= Written request =
Write out the listing below again, precisely as it is given.

[Records from a data source]
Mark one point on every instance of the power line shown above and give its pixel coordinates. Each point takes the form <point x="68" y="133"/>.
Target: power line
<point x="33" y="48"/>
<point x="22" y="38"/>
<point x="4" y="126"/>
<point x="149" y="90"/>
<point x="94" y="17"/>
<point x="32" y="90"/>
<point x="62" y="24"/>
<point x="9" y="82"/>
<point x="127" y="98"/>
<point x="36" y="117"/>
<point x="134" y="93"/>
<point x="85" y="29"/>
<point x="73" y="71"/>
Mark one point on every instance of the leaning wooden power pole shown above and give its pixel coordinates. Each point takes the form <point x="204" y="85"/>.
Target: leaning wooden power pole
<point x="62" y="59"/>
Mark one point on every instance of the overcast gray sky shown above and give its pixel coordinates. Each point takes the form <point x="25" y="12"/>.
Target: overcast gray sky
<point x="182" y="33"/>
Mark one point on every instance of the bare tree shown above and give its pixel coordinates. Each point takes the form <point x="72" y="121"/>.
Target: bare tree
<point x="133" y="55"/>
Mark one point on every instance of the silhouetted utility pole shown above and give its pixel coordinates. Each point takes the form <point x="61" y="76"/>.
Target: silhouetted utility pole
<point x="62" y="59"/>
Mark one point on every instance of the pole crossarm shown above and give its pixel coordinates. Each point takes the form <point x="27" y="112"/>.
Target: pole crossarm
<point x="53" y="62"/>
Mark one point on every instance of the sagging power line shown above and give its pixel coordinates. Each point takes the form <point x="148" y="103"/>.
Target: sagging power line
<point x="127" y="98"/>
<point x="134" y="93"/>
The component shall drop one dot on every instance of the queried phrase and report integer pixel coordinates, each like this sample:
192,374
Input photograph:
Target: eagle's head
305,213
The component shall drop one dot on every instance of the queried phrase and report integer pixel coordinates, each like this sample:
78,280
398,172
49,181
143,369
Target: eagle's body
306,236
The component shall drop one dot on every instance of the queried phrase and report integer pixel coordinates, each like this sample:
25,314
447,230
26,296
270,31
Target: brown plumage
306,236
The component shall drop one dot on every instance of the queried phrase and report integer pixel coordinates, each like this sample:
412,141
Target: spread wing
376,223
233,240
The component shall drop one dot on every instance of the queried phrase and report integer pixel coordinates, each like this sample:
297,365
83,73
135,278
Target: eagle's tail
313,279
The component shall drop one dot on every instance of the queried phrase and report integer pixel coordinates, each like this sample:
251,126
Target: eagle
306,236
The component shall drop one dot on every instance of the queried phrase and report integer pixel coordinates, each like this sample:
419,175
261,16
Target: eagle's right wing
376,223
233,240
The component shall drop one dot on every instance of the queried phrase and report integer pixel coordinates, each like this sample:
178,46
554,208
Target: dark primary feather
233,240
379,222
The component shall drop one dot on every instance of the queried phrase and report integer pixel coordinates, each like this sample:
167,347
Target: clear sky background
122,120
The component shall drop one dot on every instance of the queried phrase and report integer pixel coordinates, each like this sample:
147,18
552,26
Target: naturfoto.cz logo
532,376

= Worked solution =
Mark one point on every instance of the power line shown above and give its pixel coordinates. Each point takes the form <point x="68" y="133"/>.
Target: power line
<point x="33" y="48"/>
<point x="22" y="38"/>
<point x="4" y="126"/>
<point x="149" y="90"/>
<point x="94" y="17"/>
<point x="32" y="90"/>
<point x="62" y="24"/>
<point x="9" y="82"/>
<point x="127" y="98"/>
<point x="36" y="117"/>
<point x="134" y="93"/>
<point x="85" y="29"/>
<point x="73" y="71"/>
Mark one point on every instance of the leaning wooden power pole shown above and give its pixel coordinates. Each point takes the form <point x="204" y="85"/>.
Target: leaning wooden power pole
<point x="62" y="59"/>
Mark one point on every instance of the overcast gray sky shown above and give its pixel coordinates. Each point takes the form <point x="25" y="12"/>.
Target: overcast gray sky
<point x="182" y="33"/>
Mark one point on every instance of the bare tree shown above and give its pixel coordinates. Each point takes the form <point x="72" y="121"/>.
Target: bare tree
<point x="133" y="55"/>
Mark one point on every instance of the silhouetted utility pole shown above and give its pixel coordinates. Each point takes the form <point x="61" y="76"/>.
Target: silhouetted utility pole
<point x="62" y="59"/>
Mark one point on every instance of the pole crossarm shown above and give its pixel coordinates. Each point takes the form <point x="27" y="112"/>.
Target: pole crossarm
<point x="53" y="62"/>
Mark one point on every instance of the sagging power line shown above and give its pixel coordinates. Each point takes the form <point x="148" y="103"/>.
Target: sagging power line
<point x="127" y="98"/>
<point x="134" y="93"/>
The component shall drop one dot on every instance of the queried phrase and report integer pixel coordinates, each like this sample:
192,374
Input photograph:
Target: eagle's head
305,213
The component shall drop one dot on every instance of the queried phrase and report integer pixel coordinates, each like this sample:
78,280
398,172
49,181
143,369
Target: eagle's body
306,236
The component shall drop one dot on every instance of the queried phrase and report integer pixel coordinates, each like this sample:
25,314
447,230
26,296
270,31
Target: brown plumage
306,236
The component shall drop one dot on every instance of the queried phrase and report integer pixel coordinates, each like this sample:
412,141
Target: spread wing
376,223
233,240
The component shall drop one dot on every instance of the queried phrase and report integer pixel coordinates, each like this sample:
297,365
83,73
135,278
Target: eagle's tail
313,279
The component shall drop one dot on every instance of the queried phrase and report integer pixel coordinates, each like this sample:
251,126
Target: eagle
306,236
The component shall drop one dot on every instance of the queried phrase and report integer pixel coordinates, each like this sample:
419,175
261,16
Target: eagle's right wing
376,223
233,240
The component shall drop one dot on every instance of the queried phrase and report integer pixel coordinates, each like this sample:
178,46
554,208
Target: dark primary feather
233,240
379,222
The component shall drop one dot on every instance of the queried phrase and report integer pixel coordinates, each like this sample:
167,347
Target: clear sky background
122,120
The component shall drop one dot on every instance of the queried phrase and report integer pixel coordinates, each like this sample:
147,18
552,26
Target: naturfoto.cz logo
532,376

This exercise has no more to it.